╭─ TASK DATA

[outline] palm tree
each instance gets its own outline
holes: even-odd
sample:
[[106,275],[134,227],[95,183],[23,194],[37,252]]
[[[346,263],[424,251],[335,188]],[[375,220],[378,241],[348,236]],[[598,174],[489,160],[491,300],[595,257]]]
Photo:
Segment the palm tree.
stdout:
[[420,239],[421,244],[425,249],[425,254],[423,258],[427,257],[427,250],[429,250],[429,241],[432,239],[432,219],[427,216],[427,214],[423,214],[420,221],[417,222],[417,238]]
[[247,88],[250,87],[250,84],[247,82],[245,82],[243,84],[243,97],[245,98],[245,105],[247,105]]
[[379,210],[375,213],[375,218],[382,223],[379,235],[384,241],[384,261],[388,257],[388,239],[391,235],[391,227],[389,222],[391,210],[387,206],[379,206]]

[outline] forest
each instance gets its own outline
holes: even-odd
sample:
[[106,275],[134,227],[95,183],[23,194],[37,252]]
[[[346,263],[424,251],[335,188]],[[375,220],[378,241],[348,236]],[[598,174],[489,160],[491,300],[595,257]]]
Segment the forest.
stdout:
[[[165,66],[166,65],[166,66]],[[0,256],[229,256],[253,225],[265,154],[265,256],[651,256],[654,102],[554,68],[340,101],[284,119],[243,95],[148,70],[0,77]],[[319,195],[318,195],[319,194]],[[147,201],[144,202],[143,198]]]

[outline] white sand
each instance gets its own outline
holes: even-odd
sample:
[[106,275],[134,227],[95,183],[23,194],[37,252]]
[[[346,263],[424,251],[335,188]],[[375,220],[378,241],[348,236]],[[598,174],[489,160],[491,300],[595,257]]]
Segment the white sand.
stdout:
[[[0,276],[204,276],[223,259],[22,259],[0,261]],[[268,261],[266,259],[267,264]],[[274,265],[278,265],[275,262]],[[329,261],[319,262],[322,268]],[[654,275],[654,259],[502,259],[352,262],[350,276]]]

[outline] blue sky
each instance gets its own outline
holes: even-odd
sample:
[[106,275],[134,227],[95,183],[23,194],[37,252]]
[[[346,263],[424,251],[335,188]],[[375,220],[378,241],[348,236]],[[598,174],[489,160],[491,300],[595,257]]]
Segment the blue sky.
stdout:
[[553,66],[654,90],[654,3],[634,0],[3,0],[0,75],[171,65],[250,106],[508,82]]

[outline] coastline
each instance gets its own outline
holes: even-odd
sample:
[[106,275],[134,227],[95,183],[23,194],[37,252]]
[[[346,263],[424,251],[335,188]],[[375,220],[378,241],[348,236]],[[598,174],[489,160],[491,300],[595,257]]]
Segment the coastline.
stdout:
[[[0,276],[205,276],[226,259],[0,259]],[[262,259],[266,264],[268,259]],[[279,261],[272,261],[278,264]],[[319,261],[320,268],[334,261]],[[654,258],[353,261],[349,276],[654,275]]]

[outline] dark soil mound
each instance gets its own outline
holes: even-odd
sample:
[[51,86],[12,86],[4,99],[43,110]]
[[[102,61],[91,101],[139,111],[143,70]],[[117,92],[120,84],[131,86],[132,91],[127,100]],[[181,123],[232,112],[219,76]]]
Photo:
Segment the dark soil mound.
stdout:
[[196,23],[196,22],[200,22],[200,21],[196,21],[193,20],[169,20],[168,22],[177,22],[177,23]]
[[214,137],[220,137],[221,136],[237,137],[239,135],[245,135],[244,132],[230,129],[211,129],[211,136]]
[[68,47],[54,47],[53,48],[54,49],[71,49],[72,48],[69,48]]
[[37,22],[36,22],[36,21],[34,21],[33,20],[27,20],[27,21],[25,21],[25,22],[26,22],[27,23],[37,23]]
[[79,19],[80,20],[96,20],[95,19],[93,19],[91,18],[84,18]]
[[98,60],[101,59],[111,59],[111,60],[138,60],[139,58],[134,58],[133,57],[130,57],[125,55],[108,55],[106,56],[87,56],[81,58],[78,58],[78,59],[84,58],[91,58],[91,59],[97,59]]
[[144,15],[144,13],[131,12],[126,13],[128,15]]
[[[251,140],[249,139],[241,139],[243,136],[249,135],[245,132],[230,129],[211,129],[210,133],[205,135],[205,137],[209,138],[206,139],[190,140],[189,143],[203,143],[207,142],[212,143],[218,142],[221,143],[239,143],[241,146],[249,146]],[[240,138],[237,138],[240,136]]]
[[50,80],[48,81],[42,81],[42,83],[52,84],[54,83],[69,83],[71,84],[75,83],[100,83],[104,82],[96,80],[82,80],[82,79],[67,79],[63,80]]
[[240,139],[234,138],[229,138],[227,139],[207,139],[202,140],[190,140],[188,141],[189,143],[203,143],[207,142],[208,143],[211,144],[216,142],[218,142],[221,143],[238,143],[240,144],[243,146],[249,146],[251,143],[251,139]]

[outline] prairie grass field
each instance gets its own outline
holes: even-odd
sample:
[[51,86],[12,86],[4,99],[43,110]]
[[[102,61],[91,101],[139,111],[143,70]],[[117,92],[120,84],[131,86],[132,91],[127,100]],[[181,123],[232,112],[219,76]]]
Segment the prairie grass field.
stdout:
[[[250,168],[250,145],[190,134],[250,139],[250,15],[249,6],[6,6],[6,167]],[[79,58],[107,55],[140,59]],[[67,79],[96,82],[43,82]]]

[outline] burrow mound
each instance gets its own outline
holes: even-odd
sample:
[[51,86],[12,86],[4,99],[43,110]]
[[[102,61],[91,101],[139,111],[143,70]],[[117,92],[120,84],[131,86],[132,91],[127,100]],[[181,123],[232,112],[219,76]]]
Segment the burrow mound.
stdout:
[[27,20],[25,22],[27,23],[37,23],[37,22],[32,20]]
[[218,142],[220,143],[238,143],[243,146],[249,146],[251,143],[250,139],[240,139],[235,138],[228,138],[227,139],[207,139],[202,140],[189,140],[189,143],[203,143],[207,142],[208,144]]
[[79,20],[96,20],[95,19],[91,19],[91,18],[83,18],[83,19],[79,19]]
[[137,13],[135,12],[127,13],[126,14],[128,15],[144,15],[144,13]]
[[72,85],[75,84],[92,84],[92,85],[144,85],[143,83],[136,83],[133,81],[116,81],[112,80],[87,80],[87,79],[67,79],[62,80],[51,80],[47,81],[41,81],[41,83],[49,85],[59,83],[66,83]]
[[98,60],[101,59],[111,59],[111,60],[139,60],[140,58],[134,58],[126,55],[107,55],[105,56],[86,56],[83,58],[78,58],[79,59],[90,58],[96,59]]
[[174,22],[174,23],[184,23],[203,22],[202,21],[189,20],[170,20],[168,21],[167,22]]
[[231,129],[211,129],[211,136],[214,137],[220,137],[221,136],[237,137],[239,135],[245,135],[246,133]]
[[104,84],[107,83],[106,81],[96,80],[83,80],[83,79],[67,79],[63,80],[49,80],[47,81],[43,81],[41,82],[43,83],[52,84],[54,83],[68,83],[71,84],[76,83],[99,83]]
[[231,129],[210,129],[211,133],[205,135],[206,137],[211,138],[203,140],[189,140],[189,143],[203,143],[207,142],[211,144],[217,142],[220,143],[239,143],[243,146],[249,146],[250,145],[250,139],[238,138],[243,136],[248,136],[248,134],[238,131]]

╰─

_THE TASK:_ Take the lines above and print them exactly.

_SOLUTION FOR THIS TASK:_
[outline] palm tree
each instance gets its own outline
holes: even-odd
sample:
[[106,275],[134,227],[95,183],[23,194],[37,252]]
[[[346,263],[424,251],[335,188]],[[375,220],[378,241],[348,236]],[[598,174],[489,160],[491,300],[595,257]]]
Photo:
Segment the palm tree.
stdout:
[[420,239],[421,244],[425,249],[425,254],[423,258],[427,257],[427,250],[429,250],[429,241],[432,239],[432,219],[427,216],[427,214],[423,214],[420,221],[417,222],[417,238]]
[[247,88],[250,87],[250,84],[247,82],[245,82],[243,84],[243,97],[245,98],[245,105],[247,105]]
[[379,210],[375,213],[375,218],[382,223],[379,235],[384,241],[384,261],[388,257],[388,239],[391,235],[391,227],[389,222],[391,210],[387,206],[379,206]]

[outline] forest
each instance gets its own outline
holes: even-odd
sample:
[[106,275],[134,227],[95,183],[23,194],[37,252]]
[[[346,263],[424,251],[335,188]],[[375,220],[378,241],[348,236]],[[598,174],[489,160],[491,300],[595,257]]]
Segment the forest.
stdout:
[[[165,66],[166,65],[166,66]],[[0,256],[229,256],[253,225],[265,154],[265,256],[651,256],[654,102],[554,68],[340,101],[284,119],[243,95],[148,70],[0,77]],[[319,195],[318,195],[319,194]],[[147,201],[144,202],[143,198]]]

[outline] white sand
each instance gets its own outline
holes: even-odd
sample:
[[106,275],[134,227],[95,183],[23,194],[37,252]]
[[[346,263],[424,251],[335,188]],[[375,220],[378,241],[348,236]],[[598,174],[489,160],[491,300],[595,257]]]
Segment the white sand.
stdout:
[[[0,276],[204,276],[223,259],[22,259],[0,261]],[[268,261],[266,259],[267,264]],[[274,265],[278,265],[275,262]],[[329,261],[319,262],[322,268]],[[654,275],[654,259],[502,259],[352,262],[350,276]]]

[outline] blue sky
each instance gets its own outline
holes: even-odd
sample:
[[106,275],[134,227],[95,183],[23,194],[37,252]]
[[[346,263],[424,251],[335,188]],[[375,220],[378,241],[348,236]],[[598,174],[489,160],[491,300],[595,257]]]
Segment the blue sky.
stdout:
[[553,66],[654,90],[654,3],[634,0],[3,0],[0,75],[171,65],[250,106],[508,82]]

[outline] coastline
each instance gets its own outline
holes: even-odd
sample:
[[106,275],[134,227],[95,183],[23,194],[37,252]]
[[[346,263],[424,251],[335,188]],[[375,220],[378,241],[348,236]],[[598,174],[489,160],[491,300],[595,257]]]
Segment the coastline.
stdout:
[[[0,276],[205,276],[226,259],[0,259]],[[262,259],[266,264],[268,259]],[[279,261],[272,261],[278,264]],[[319,261],[320,268],[334,261]],[[654,258],[353,261],[349,276],[654,275]]]

[outline] dark soil mound
each instance gets its own outline
holes: even-odd
sample:
[[51,86],[12,86],[4,99],[43,110]]
[[[102,61],[91,101],[139,111],[143,70]],[[117,92],[120,84],[131,86],[132,91],[127,100]],[[181,123],[232,112],[219,76]]]
Photo:
Segment the dark soil mound.
stdout:
[[196,23],[196,22],[200,22],[200,21],[196,21],[193,20],[169,20],[168,22],[177,22],[177,23]]
[[214,137],[220,137],[221,136],[237,137],[239,135],[245,135],[244,132],[230,129],[211,129],[211,136]]
[[68,47],[54,47],[53,48],[54,49],[71,49],[72,48],[69,48]]
[[37,22],[36,22],[36,21],[34,21],[33,20],[27,20],[27,21],[25,21],[25,22],[26,22],[27,23],[37,23]]
[[79,19],[80,20],[96,20],[95,19],[93,19],[91,18],[84,18]]
[[98,60],[101,59],[111,59],[111,60],[138,60],[139,58],[134,58],[133,57],[130,57],[125,55],[108,55],[106,56],[87,56],[81,58],[78,58],[78,59],[84,58],[91,58],[91,59],[97,59]]
[[144,15],[144,13],[131,12],[126,13],[128,15]]
[[[251,140],[249,139],[241,139],[243,136],[249,135],[245,132],[230,129],[211,129],[210,133],[205,135],[205,137],[209,138],[206,139],[190,140],[189,143],[203,143],[207,142],[212,143],[218,142],[221,143],[239,143],[241,146],[249,146]],[[240,138],[237,138],[240,136]]]
[[50,80],[48,81],[42,81],[42,83],[52,84],[54,83],[69,83],[71,84],[75,83],[100,83],[104,82],[96,80],[82,80],[82,79],[67,79],[63,80]]
[[240,139],[234,138],[229,138],[227,139],[207,139],[202,140],[190,140],[188,141],[189,143],[203,143],[207,142],[208,143],[211,144],[216,142],[218,142],[221,143],[238,143],[240,144],[243,146],[249,146],[251,143],[251,139]]

[outline] prairie grass field
each instance gets its own outline
holes: even-odd
sample:
[[51,86],[12,86],[4,99],[43,110]]
[[[102,61],[91,101],[139,111],[143,70]],[[117,92],[120,84],[131,86],[132,91],[127,100]],[[181,123],[232,112],[219,76]]]
Segment the prairie grass field.
stdout:
[[[250,168],[250,145],[190,134],[250,139],[250,15],[249,6],[6,6],[6,167]],[[79,58],[107,55],[140,59]],[[67,79],[96,82],[43,82]]]

[outline] burrow mound
each instance gets its own outline
holes: even-odd
sample:
[[51,86],[12,86],[4,99],[43,110]]
[[[102,61],[91,101],[139,111],[143,70]],[[117,92],[120,84],[131,86],[132,91],[127,100]],[[181,123],[232,112],[219,76]]]
Segment the burrow mound.
stdout:
[[27,20],[25,22],[27,23],[37,23],[37,22],[32,20]]
[[218,142],[220,143],[238,143],[243,146],[249,146],[251,143],[250,139],[240,139],[235,138],[228,138],[227,139],[207,139],[202,140],[189,140],[189,143],[203,143],[207,142],[208,144]]
[[79,20],[96,20],[95,19],[91,19],[91,18],[83,18],[83,19],[79,19]]
[[137,13],[135,12],[127,13],[126,14],[128,15],[144,15],[144,13]]
[[72,85],[75,84],[92,84],[92,85],[144,85],[143,83],[136,83],[133,81],[116,81],[112,80],[87,80],[87,79],[67,79],[62,80],[51,80],[47,81],[41,81],[41,83],[49,85],[59,83],[66,83]]
[[98,60],[101,59],[111,59],[111,60],[139,60],[140,58],[134,58],[126,55],[107,55],[105,56],[86,56],[83,58],[78,58],[79,59],[90,58],[96,59]]
[[174,22],[174,23],[184,23],[203,22],[202,21],[189,20],[170,20],[168,21],[167,22]]
[[231,129],[211,129],[211,136],[214,137],[220,137],[221,136],[237,137],[239,135],[245,135],[246,133]]
[[104,84],[107,83],[106,81],[96,80],[83,80],[83,79],[67,79],[63,80],[49,80],[47,81],[43,81],[41,82],[43,83],[52,84],[54,83],[68,83],[71,84],[76,83],[99,83]]
[[231,129],[210,129],[211,133],[205,135],[206,137],[211,138],[203,140],[189,140],[189,143],[203,143],[207,142],[211,144],[217,142],[220,143],[239,143],[243,146],[249,146],[250,145],[250,139],[238,138],[243,136],[248,136],[248,134],[238,131]]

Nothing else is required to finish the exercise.